Data in this exercise:
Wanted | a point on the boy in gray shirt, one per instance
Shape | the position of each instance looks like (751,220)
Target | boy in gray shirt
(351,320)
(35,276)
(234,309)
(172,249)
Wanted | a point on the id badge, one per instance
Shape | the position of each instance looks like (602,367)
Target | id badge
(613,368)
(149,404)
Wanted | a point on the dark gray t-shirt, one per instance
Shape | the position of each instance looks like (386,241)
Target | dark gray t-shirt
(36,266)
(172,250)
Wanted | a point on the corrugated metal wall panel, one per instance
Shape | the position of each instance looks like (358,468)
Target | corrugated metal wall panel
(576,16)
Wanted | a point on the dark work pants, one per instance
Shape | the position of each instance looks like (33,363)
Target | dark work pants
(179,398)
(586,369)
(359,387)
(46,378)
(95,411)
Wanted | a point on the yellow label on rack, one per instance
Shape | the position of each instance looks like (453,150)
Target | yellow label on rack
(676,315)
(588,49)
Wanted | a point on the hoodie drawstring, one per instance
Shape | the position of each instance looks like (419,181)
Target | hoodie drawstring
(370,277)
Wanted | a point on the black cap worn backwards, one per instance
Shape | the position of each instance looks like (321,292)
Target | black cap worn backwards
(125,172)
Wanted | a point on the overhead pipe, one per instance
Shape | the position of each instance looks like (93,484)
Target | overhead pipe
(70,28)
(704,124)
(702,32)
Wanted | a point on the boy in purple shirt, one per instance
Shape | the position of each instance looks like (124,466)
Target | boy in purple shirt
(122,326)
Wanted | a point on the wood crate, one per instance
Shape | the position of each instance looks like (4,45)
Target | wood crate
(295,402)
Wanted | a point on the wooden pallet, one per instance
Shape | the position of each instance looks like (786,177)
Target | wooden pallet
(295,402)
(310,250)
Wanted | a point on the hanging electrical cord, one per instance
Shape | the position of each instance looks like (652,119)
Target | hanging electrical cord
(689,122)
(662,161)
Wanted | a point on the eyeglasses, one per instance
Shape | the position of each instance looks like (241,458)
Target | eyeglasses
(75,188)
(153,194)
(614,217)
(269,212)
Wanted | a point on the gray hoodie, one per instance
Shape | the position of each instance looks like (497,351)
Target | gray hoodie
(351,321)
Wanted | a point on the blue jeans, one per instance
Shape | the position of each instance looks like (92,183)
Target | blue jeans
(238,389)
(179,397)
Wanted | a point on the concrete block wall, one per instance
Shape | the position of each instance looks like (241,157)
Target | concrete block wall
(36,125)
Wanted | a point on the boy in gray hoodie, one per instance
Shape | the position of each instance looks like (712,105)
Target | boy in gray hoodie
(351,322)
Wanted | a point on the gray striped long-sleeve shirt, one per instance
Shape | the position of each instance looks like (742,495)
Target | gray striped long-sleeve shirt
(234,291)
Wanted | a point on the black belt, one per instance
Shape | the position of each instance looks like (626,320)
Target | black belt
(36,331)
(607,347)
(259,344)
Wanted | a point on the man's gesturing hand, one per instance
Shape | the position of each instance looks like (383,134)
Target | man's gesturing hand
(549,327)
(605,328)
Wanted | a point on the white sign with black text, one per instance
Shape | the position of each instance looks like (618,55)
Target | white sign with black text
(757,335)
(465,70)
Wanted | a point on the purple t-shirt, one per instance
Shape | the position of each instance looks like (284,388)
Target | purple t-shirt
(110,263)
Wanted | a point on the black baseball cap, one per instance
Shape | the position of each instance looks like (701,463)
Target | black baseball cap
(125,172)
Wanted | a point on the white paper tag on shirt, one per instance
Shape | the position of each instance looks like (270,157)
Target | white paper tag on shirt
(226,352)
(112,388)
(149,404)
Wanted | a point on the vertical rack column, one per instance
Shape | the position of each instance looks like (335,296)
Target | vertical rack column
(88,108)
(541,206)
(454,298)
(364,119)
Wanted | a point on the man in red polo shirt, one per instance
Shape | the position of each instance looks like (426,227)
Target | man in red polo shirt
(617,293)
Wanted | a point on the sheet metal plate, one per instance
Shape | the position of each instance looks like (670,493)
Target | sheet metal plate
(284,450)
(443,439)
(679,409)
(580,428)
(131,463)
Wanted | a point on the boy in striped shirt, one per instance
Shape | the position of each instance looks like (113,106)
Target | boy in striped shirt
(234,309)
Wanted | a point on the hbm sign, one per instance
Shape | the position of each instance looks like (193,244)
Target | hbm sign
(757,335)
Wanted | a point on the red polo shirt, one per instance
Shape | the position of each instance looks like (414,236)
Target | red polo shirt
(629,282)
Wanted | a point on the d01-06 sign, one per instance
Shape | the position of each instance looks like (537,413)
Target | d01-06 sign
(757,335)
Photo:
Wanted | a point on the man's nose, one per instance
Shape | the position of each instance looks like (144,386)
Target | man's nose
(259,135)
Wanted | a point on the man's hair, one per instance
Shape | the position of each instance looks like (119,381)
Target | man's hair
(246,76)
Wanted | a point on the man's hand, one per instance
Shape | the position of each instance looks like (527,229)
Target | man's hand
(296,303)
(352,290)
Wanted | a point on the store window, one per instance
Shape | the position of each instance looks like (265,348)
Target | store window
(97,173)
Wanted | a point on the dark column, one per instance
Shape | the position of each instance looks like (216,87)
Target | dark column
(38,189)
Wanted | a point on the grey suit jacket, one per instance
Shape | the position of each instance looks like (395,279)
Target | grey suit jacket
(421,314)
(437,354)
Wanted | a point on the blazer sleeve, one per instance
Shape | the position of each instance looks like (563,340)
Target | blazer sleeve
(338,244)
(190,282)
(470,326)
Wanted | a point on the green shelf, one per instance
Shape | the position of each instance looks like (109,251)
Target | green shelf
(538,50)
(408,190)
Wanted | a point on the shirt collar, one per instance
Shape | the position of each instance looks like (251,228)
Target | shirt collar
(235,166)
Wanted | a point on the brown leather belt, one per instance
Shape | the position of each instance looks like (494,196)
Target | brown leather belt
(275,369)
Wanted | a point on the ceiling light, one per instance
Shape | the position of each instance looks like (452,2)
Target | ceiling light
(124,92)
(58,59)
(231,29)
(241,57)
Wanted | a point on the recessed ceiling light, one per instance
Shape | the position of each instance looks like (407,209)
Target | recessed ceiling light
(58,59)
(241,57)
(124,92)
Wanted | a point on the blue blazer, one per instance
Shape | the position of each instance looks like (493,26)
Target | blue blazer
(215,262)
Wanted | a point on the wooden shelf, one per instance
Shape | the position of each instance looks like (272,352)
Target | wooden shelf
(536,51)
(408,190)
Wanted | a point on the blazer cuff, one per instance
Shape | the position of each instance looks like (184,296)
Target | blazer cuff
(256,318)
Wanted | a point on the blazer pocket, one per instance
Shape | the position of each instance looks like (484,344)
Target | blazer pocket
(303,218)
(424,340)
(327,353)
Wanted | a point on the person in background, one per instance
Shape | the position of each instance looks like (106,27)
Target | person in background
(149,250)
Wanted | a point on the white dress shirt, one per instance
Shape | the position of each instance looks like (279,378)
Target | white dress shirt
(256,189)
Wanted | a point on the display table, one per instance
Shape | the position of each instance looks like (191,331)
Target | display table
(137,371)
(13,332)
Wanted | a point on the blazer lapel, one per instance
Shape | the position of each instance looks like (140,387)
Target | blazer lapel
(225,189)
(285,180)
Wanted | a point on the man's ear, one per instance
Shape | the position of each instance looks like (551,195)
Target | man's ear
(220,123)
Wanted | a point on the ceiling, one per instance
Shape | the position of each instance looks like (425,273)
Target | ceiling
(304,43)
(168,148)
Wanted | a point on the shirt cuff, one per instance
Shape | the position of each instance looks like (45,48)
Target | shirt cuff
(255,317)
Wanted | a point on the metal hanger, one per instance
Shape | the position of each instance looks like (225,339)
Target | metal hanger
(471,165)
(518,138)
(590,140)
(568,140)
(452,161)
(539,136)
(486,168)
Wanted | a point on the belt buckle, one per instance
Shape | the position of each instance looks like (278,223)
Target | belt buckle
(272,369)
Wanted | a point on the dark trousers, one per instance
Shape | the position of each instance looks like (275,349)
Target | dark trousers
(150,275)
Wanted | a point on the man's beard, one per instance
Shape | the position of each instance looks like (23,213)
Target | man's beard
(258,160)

Exercise description: Repeat, exactly as they stand above, the lines from the line with "Shape | the position of each instance looks like (497,351)" to the line with "Wanted | a point on the boy in gray hoodie, one", both lines included.

Result of this exercise:
Shape | the position of each instance looks like (497,351)
Target | gray hoodie
(351,321)
Wanted | a point on the blue jeans, one per instance
Shape | the position of each instance looks like (92,183)
Target | blue jeans
(238,389)
(179,397)
Wanted | a point on the concrete block wall, one per instance
Shape | the position of each instance looks like (241,157)
Target | concrete block wall
(36,125)
Wanted | a point on the boy in gray hoodie, one per instance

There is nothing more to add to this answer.